» **DIRECTIONS FOR THIS TASK**
Reproduce the stretch from "The issue isn’t" through "customers in showrooms." in the text on China's collapsing car sales, word for word.

New car sales have collapsed in world’s biggest car market as the Coronavirus locks China down.
Its sales over the first two weeks of February have been cruelled by an astonishing 92 per cent, with some analysts estimating even huge megacities like Shanghai experience just two percent of their normal road traffic.
Its daily average sales rate for the first week of February was even worse, down 96 per cent to just 811 car sales a day from a usual run rate beyond 20,000.
Even in January, the China’s Passenger Car Association (PCA) reported sales had fallen 22 per cent to 1.71 million car sales.
The most stunning drops came in electric cars (EVs), which are mostly sold in the types of Chinese megacities most affected by the lockdowns.
The issue isn’t a shortage of cars – though that will strike globally later this quarter, as factory shutdowns cripple the world’s supply chains – but a shortage of customers in showrooms.
Buyers are locked in their own houses and those showrooms that are open are ghost towns.

» **GIVEN DATA**
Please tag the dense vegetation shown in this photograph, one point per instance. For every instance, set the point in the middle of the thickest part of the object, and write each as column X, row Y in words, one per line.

» **ANSWER BELOW**
The issue isn’t a shortage of cars – though that will strike globally later this quarter, as factory shutdowns cripple the world’s supply chains – but a shortage of customers in showrooms.